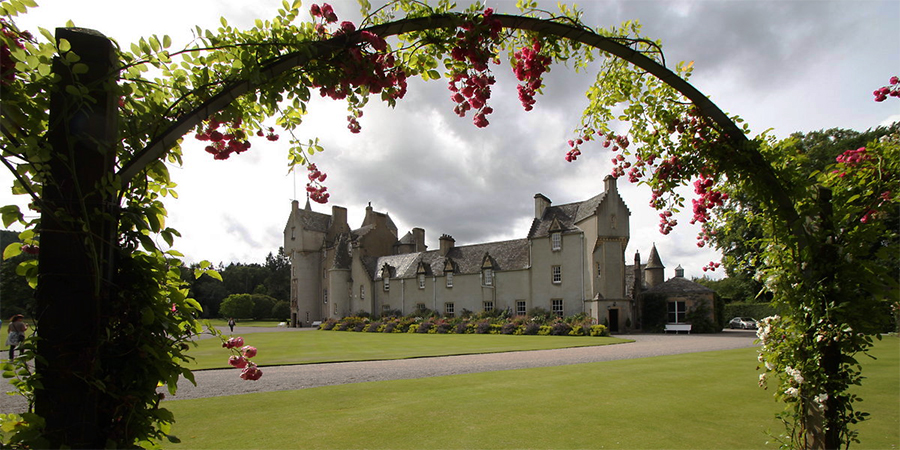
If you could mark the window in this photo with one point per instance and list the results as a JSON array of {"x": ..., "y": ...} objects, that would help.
[
  {"x": 520, "y": 308},
  {"x": 676, "y": 312},
  {"x": 488, "y": 277},
  {"x": 556, "y": 307}
]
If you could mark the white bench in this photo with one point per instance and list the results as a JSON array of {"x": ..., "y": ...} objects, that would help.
[{"x": 676, "y": 327}]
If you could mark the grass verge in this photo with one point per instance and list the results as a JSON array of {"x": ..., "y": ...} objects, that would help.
[{"x": 693, "y": 401}]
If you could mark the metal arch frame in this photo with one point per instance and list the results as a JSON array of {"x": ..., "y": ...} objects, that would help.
[{"x": 182, "y": 125}]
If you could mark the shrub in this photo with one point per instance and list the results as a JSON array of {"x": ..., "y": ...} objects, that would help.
[
  {"x": 463, "y": 327},
  {"x": 442, "y": 327},
  {"x": 281, "y": 310},
  {"x": 560, "y": 329},
  {"x": 483, "y": 327}
]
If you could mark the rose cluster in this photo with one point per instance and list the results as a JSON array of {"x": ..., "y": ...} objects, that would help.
[
  {"x": 529, "y": 69},
  {"x": 314, "y": 187},
  {"x": 470, "y": 78},
  {"x": 365, "y": 65},
  {"x": 233, "y": 139},
  {"x": 708, "y": 199},
  {"x": 241, "y": 358},
  {"x": 891, "y": 90}
]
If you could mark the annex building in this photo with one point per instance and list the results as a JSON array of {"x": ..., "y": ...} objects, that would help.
[{"x": 571, "y": 261}]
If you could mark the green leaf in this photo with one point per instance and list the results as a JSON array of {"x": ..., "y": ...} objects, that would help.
[{"x": 12, "y": 250}]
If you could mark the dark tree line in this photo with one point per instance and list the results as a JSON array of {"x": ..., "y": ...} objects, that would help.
[{"x": 271, "y": 279}]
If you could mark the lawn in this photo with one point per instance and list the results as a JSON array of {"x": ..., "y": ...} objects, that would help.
[
  {"x": 695, "y": 401},
  {"x": 311, "y": 346}
]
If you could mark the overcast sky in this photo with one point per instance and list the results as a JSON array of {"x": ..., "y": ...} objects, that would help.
[{"x": 781, "y": 65}]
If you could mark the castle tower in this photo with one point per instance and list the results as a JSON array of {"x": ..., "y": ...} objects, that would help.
[
  {"x": 304, "y": 237},
  {"x": 655, "y": 270}
]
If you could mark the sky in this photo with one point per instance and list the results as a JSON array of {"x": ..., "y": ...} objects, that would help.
[{"x": 783, "y": 66}]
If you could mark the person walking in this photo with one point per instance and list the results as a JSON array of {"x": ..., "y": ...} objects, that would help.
[{"x": 16, "y": 329}]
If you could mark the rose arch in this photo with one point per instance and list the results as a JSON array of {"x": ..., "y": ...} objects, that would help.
[{"x": 97, "y": 381}]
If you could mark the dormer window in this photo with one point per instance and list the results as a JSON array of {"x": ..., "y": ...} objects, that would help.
[
  {"x": 487, "y": 271},
  {"x": 487, "y": 276},
  {"x": 448, "y": 272},
  {"x": 386, "y": 277}
]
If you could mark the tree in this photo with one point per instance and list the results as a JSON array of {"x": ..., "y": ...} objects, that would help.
[{"x": 227, "y": 85}]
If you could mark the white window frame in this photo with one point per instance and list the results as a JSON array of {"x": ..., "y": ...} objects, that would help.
[
  {"x": 673, "y": 309},
  {"x": 521, "y": 307},
  {"x": 557, "y": 307}
]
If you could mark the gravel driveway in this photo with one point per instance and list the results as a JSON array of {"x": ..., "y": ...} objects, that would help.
[{"x": 215, "y": 383}]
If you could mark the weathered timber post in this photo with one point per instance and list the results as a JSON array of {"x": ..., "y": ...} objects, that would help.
[{"x": 77, "y": 233}]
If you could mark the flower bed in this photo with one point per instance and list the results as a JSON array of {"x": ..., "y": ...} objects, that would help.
[{"x": 486, "y": 323}]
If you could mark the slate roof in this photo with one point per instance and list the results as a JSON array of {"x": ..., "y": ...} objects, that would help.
[
  {"x": 313, "y": 221},
  {"x": 567, "y": 216},
  {"x": 505, "y": 255}
]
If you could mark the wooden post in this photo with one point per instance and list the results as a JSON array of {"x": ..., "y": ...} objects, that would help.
[{"x": 77, "y": 232}]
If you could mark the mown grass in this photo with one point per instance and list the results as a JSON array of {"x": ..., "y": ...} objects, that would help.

--- SET EXERCISE ---
Return the lines beginning at the one that contains "If you could mark the flower" and continuing through the last line of the data, exactly as they stand and without any others.

--- ANSWER FOR THE TASK ---
If you could mark the flower bed in this photo with one point per instance and list the results as a JSON array of {"x": ..., "y": ...} objects, that would help.
[{"x": 486, "y": 323}]
If you could mark the slate roof in this photo with one point per instance and list the results as a JSON array of {"x": ..., "y": ...} objects, that would help.
[
  {"x": 313, "y": 221},
  {"x": 567, "y": 216},
  {"x": 505, "y": 255}
]
If you could mark the wooden post in this photo with one point per instance and list the results as a JSON array of {"x": ..., "y": ...} objects, that would help.
[{"x": 77, "y": 232}]
If you could mark the mown grass in this photo with one point per instance and list the results as a JSON array of {"x": ..., "y": ...} objects, that would help.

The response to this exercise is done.